Task statement >> Print the lines that run from the line with "Point to the white motorboat" to the line with "Point to the tall tree", keeping both end lines, exactly as they appear in the entries below, and nothing else.

Dataset content >>
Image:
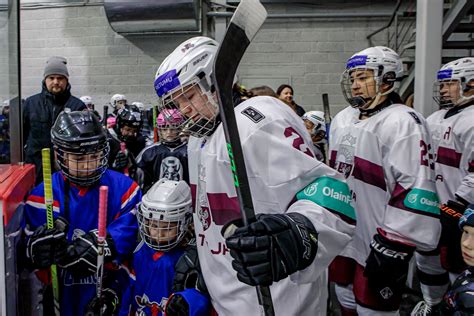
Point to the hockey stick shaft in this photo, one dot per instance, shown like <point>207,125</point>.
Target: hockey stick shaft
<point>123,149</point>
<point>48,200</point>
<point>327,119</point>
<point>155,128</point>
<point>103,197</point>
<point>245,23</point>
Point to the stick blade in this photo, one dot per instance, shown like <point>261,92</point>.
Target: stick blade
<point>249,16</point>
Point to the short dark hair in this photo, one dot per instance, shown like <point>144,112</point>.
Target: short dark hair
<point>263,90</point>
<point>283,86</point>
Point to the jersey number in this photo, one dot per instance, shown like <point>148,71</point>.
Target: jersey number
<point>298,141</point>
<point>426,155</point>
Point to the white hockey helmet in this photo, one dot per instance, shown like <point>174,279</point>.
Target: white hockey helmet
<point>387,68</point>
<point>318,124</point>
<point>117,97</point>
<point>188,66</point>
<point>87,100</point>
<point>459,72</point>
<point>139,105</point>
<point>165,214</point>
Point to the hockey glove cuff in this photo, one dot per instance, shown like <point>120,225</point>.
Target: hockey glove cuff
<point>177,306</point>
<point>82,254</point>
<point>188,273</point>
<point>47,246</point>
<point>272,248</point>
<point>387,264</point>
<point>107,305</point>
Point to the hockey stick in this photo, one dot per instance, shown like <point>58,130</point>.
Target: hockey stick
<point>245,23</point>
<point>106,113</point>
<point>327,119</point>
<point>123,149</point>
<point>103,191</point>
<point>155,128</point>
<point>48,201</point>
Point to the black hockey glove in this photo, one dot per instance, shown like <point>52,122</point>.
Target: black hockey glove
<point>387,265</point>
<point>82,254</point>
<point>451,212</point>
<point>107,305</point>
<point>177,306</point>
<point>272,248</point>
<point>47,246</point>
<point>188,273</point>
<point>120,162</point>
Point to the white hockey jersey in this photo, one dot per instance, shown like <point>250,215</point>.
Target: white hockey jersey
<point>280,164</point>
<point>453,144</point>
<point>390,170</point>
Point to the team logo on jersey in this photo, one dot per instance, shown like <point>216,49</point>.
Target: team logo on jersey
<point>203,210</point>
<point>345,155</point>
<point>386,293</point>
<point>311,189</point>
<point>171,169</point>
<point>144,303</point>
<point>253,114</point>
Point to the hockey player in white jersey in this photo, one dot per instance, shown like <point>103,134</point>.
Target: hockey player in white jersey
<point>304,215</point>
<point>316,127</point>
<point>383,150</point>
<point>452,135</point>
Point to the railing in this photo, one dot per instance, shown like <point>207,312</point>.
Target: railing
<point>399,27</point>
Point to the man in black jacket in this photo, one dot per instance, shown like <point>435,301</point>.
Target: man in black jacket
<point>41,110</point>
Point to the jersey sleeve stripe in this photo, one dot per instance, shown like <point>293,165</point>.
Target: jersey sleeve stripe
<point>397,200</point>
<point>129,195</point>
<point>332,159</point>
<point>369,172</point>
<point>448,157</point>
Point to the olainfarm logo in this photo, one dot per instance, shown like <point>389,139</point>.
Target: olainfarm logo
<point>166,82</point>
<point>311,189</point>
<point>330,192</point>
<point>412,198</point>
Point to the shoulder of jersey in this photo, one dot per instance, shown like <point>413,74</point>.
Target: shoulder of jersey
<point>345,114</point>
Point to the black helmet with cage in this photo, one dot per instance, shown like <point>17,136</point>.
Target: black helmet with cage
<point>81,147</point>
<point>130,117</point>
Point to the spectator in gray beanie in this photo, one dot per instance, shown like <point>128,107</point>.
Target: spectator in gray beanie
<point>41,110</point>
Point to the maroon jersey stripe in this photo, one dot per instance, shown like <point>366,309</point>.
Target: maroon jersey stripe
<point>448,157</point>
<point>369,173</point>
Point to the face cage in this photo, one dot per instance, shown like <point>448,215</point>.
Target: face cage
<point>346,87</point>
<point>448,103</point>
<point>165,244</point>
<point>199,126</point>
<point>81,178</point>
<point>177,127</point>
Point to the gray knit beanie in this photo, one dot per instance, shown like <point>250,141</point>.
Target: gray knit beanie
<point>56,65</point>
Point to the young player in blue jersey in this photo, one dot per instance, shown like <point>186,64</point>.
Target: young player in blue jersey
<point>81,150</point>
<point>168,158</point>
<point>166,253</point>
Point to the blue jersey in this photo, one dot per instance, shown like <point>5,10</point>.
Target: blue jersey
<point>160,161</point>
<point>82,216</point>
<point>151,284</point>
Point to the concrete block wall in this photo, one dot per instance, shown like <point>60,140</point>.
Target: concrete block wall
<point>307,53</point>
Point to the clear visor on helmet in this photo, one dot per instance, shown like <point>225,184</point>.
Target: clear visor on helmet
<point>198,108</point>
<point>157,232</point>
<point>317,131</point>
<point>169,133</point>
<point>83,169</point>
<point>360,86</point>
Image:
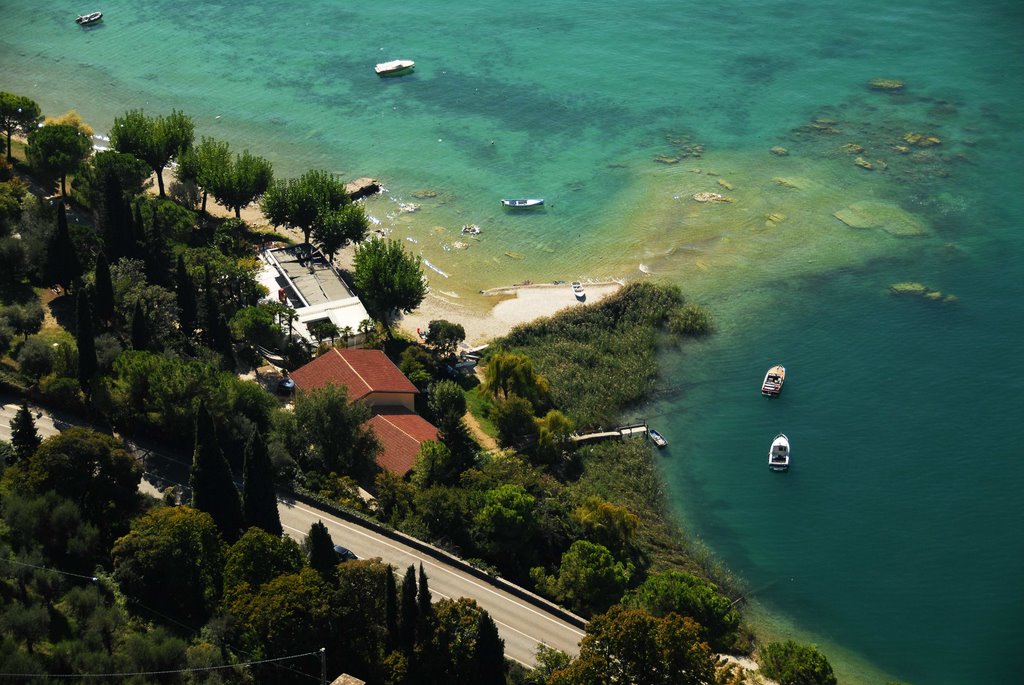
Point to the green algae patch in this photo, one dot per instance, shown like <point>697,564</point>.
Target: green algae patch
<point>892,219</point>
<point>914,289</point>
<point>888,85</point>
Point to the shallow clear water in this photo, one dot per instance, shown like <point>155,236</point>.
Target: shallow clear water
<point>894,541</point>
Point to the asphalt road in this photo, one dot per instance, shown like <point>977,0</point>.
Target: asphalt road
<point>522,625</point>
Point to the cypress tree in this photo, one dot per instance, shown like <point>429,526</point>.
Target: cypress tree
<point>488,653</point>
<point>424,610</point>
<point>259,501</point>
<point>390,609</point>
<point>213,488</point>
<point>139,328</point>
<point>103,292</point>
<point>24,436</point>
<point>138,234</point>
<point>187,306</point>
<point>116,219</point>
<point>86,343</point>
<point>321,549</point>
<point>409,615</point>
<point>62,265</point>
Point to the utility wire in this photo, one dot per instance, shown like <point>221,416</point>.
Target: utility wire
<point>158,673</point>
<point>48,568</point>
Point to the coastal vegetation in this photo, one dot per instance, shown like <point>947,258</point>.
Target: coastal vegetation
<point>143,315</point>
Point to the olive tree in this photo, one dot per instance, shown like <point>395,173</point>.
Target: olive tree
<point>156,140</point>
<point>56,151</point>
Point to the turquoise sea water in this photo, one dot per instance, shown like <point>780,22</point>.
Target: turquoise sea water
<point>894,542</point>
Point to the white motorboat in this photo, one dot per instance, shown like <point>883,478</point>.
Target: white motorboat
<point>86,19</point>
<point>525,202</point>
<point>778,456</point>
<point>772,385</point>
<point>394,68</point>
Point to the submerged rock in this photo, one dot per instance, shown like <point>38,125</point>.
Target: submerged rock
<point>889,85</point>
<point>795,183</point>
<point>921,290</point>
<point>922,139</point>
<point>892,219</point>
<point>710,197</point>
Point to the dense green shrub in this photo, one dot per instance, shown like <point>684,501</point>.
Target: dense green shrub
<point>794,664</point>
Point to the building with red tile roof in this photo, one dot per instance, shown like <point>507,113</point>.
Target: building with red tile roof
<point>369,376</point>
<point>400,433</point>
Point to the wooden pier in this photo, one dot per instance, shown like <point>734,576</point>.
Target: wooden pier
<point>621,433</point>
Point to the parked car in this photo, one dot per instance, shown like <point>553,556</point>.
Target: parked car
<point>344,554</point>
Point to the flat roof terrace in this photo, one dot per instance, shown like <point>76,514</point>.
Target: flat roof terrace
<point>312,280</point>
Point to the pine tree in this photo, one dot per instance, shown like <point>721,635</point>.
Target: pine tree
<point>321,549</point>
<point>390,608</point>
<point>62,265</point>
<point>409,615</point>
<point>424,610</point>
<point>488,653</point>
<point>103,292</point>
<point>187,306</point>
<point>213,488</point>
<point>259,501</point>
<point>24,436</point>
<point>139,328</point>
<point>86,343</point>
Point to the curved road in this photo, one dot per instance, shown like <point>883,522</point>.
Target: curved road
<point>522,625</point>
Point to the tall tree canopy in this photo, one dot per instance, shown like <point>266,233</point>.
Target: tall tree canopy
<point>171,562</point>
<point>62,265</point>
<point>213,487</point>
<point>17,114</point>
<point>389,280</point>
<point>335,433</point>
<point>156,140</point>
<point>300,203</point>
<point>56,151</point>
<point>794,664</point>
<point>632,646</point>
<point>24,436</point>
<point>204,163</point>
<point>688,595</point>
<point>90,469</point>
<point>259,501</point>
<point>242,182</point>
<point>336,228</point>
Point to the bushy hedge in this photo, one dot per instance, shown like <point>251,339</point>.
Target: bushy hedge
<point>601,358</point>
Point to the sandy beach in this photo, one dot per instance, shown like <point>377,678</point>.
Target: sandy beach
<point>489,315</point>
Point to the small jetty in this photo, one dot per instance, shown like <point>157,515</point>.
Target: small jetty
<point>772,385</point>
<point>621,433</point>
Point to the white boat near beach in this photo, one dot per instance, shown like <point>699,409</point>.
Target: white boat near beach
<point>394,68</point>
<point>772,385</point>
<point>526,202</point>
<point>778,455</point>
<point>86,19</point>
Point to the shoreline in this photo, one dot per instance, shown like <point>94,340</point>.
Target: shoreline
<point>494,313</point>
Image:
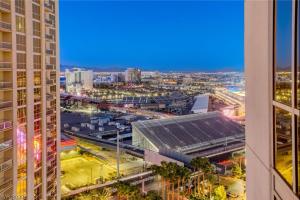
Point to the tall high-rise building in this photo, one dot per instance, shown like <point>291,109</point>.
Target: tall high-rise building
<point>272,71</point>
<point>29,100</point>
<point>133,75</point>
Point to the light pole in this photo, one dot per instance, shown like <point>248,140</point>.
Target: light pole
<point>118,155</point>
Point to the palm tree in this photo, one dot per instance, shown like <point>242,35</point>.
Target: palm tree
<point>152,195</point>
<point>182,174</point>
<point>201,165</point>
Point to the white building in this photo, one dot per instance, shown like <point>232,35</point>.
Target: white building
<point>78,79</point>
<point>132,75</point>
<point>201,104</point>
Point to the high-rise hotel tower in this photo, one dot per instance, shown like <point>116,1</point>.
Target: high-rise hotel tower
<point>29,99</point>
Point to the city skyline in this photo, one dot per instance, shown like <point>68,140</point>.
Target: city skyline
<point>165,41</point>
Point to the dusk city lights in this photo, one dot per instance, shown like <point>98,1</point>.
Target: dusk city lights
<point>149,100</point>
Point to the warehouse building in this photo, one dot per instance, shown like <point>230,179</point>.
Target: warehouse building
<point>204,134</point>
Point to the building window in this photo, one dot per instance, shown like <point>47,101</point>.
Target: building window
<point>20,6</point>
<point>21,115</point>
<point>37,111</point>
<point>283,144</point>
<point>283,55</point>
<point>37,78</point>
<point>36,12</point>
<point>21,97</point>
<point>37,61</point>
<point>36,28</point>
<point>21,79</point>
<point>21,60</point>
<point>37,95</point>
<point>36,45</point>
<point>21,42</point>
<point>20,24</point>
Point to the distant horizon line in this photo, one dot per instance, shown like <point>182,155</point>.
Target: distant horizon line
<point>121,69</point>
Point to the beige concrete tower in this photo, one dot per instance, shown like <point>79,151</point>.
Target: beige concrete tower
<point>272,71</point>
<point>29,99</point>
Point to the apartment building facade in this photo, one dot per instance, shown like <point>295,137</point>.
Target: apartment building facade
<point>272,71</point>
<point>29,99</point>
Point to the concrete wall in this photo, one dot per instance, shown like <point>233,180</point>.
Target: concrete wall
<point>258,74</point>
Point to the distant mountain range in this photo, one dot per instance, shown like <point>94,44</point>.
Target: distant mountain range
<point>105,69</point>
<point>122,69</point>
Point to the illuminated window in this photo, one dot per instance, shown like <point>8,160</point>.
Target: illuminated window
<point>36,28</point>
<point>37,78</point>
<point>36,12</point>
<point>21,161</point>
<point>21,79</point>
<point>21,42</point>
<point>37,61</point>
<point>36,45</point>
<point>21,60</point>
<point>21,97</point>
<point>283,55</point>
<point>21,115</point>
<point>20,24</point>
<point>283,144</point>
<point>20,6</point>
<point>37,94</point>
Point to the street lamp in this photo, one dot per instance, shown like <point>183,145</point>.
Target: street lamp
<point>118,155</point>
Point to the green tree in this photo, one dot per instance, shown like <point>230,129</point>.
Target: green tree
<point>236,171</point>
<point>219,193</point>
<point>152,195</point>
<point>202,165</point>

Solved exercise >>
Point to the white motorboat in this photo, one dot per instance, shown like <point>883,478</point>.
Target: white motorboat
<point>86,19</point>
<point>525,202</point>
<point>778,456</point>
<point>772,385</point>
<point>394,68</point>
Point to the submerged rock in this photo, one dot per instance, shown like <point>38,125</point>.
Target: submerged rock
<point>889,85</point>
<point>795,183</point>
<point>921,290</point>
<point>922,139</point>
<point>892,219</point>
<point>710,197</point>
Point to the dense green shrub in this photo, one dot per instance, shown like <point>684,501</point>.
Target: dense green shrub
<point>794,664</point>
Point to the building with red tile roof in this photo, one dot per instance, shown like <point>507,113</point>.
Target: building with red tile roof
<point>369,376</point>
<point>400,433</point>
Point to the wooden pier in this photo, one dot per instance, shown like <point>734,576</point>.
Target: wooden pier
<point>621,433</point>
Point to the parked car in this photo, one dot per instance, shown like <point>553,556</point>.
Target: parked car
<point>344,554</point>
Point to the flat roof terrace in this photo, one dot per instance, shown like <point>76,514</point>.
Target: flat roof terrace
<point>312,280</point>
Point to the pine tree in this photo, one dot per instance, shown like <point>721,635</point>.
Target: pine tree
<point>321,549</point>
<point>390,608</point>
<point>62,265</point>
<point>409,615</point>
<point>424,610</point>
<point>488,653</point>
<point>103,292</point>
<point>187,306</point>
<point>213,488</point>
<point>259,501</point>
<point>24,436</point>
<point>139,328</point>
<point>86,343</point>
Point to the curved road in this photo, one dot per instance, shown like <point>883,522</point>.
Target: curved road
<point>522,625</point>
Point to the tall tree canopy in this photo, one dot per instance, shown like <point>266,233</point>.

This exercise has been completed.